__SET PROBLEM__. Put the lines of the records, from the one containing "Where can you see the light" through the end of the records, inclusive, into a numbered list, skipping any blank lines.

__LISTING__.
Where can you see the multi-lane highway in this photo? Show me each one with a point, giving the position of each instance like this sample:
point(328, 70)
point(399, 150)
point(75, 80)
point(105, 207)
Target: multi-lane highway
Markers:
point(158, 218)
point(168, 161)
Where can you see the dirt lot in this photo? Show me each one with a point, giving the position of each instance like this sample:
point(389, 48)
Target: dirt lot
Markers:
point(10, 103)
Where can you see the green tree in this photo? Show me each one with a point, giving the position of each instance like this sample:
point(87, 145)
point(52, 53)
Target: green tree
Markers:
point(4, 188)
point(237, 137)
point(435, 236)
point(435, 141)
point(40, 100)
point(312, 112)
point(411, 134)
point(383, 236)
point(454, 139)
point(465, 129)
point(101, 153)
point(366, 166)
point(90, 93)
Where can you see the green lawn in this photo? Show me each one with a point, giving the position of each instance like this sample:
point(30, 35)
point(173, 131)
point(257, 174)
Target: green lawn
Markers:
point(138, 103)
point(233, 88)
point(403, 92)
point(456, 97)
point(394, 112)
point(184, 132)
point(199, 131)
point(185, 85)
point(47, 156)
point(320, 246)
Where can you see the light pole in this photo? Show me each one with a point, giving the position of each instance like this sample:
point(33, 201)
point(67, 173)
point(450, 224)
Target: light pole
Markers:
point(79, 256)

__SOLUTION TO THIS EXERCISE__.
1. Where can you see the light pole in this photo? Show me each one with a point, giving the position of each instance like this sample:
2. point(33, 201)
3. point(67, 173)
4. point(450, 224)
5. Target: light pole
6. Markers:
7. point(79, 256)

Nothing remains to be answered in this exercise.